**Items from a data source**
•••

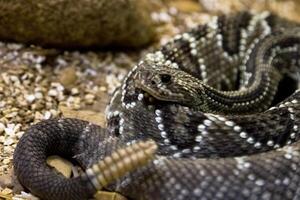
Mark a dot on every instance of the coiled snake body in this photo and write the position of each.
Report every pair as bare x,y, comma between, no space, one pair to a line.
220,102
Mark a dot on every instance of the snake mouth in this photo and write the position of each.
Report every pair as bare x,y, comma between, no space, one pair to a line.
159,94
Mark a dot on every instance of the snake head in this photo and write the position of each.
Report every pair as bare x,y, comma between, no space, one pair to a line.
168,84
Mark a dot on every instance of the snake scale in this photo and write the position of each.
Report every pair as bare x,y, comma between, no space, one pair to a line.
220,103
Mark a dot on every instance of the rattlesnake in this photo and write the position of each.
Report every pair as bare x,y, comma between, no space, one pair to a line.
221,104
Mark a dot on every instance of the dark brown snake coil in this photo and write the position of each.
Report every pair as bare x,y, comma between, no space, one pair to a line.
221,104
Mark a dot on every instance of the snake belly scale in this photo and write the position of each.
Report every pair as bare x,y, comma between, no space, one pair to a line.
215,102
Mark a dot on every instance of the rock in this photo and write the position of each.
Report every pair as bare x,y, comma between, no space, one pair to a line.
103,195
77,24
6,180
68,77
61,165
186,5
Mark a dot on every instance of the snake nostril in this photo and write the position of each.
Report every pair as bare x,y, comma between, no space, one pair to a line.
165,78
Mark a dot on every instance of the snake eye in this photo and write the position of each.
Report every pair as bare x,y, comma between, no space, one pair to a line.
165,78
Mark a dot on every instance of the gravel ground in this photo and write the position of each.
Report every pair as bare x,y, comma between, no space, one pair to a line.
38,84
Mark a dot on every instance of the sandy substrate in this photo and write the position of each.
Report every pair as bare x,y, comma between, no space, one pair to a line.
38,84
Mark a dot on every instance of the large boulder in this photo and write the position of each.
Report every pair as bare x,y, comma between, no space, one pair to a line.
76,24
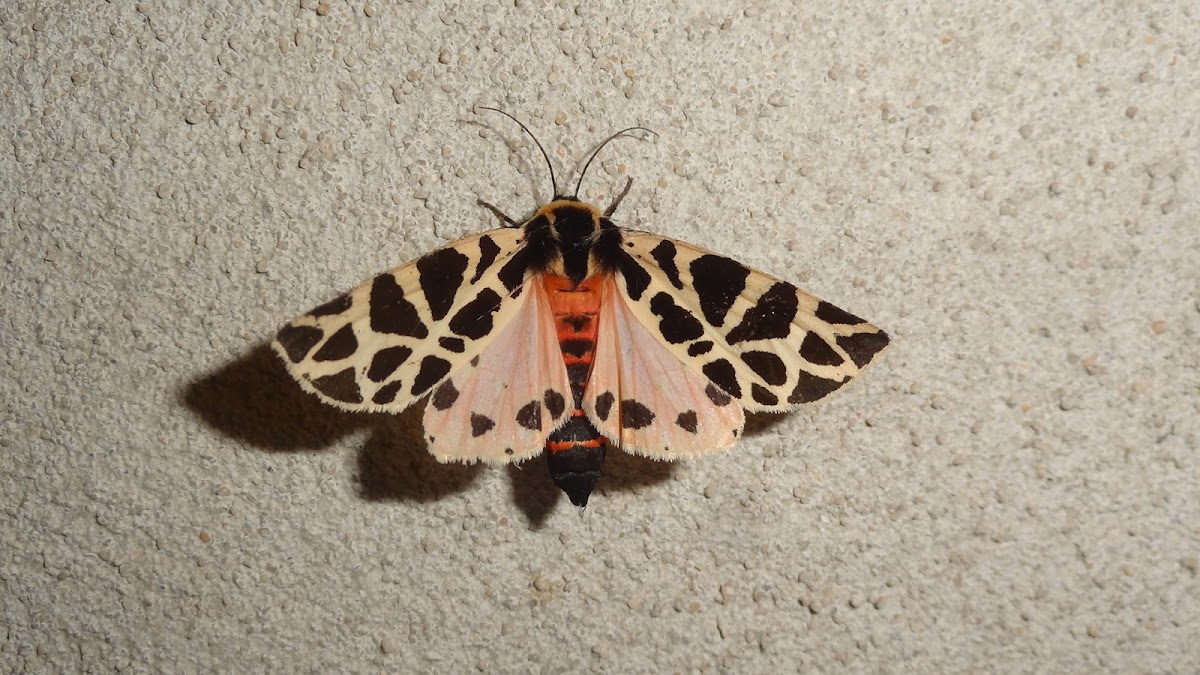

•••

**What the task requires**
Can you copy all of the rows above word for word, leaving out the pictures?

**Solution to this problem**
Mark a dot on every instance of the coiled snake body in this photo and write the position of each.
Report every pair as bare x,y, comma between, no space, one pair to a line.
220,102
Mark a dot on every instance of the snake mouth in this photo and write the position of each.
Report every pair as bare x,y, comma between, no space, one pair to a line.
159,94
Mark a dot on every instance of the snake head in this photo and write the position of each.
Report every pair as bare x,y, comma between, no space, one pair to a line.
168,84
Mark a dot on every instance of the snake scale in this photo and write the position of each.
Report every pair as bare x,y, comma between, no space, one pair to a line.
220,103
Mark a dot on every instance of the rattlesnake in this photo and write the position of each.
Report every pair as bare x,y, comma between, no space, one pair to a line.
221,104
Mark a dot on every instance of the dark brown snake coil in this photo and write the position of each.
Report every pair as bare x,y, comma between, no space, one pair to a line.
221,104
Mark a dot on every instance of the snake belly scale in this photo and write the position of each.
Report every pair as bare x,y, comma between, no space, one pair to a line.
215,102
Mark a dot on every instance of the rock in this photo and write the position of each.
Report every pair as bare x,y, comma between, no space, one pair to a line.
103,195
77,24
6,180
68,77
61,165
186,5
Mark a dot on every instance of the snake nostril in this photo and write the position of each.
Report every pair as bare x,y, comma between, no space, one pair to a line.
165,78
Mark a dot on every instance of the snake eye in this photo and write the position of each.
Report every pair as bare x,y, comma between, no space, one pair to a line.
165,78
Mark a dot on every instance of the gravel ground in this photo and write the position of each.
Report every pair as bare x,y, comma between, no space, one pair to a line.
38,84
Mark a dot on every instance of the sandy substrate in this photo and write the position of each.
Report every pair as bare x,y, comma between, no space, one pair to a line.
38,84
Mark a dot on every instance of the large boulder in this photo and write the position of each.
Report every pair as bare x,y, comma between, no space, one pair to a line.
76,24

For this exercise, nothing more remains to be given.